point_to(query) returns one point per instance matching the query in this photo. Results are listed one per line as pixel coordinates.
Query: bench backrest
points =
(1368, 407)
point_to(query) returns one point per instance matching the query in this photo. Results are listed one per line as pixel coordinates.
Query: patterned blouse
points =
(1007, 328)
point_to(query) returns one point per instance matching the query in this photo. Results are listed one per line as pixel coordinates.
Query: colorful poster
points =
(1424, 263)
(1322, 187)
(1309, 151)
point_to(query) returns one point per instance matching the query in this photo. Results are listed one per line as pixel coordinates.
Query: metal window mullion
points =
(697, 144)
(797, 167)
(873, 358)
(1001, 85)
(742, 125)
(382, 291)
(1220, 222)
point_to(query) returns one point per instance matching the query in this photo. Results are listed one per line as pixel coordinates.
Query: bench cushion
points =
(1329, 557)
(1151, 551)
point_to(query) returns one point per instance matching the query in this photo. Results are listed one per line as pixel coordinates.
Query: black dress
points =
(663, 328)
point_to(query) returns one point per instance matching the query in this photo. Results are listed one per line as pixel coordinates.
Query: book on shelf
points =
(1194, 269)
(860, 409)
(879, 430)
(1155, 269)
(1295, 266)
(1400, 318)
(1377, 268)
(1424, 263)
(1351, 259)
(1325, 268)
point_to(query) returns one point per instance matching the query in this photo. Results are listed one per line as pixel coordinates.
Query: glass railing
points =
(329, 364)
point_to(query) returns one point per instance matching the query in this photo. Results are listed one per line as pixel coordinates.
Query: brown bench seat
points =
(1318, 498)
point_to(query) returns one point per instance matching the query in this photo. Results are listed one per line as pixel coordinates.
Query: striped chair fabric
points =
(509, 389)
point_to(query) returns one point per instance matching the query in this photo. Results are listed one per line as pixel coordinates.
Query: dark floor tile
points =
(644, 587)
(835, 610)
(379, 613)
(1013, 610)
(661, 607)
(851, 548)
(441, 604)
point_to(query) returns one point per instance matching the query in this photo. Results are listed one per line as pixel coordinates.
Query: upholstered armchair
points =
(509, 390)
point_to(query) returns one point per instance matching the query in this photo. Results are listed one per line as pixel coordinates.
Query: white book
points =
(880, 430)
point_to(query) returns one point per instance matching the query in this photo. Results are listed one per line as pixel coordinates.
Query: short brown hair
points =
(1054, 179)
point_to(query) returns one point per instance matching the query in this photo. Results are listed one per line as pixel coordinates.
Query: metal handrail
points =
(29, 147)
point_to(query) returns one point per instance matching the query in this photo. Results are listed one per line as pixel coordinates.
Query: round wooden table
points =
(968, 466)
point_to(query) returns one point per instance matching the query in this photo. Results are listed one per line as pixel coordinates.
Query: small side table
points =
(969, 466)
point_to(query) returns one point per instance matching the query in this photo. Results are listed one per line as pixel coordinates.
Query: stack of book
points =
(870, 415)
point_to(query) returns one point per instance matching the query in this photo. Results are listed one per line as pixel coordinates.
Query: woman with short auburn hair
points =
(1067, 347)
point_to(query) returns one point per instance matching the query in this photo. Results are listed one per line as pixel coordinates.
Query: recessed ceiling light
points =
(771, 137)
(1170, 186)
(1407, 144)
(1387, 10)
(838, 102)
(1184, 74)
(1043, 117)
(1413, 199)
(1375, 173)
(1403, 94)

- What you need to do:
Check each line above for "brown" and return the ones that have it.

- Task result:
Query: brown bench seat
Query: short brown hair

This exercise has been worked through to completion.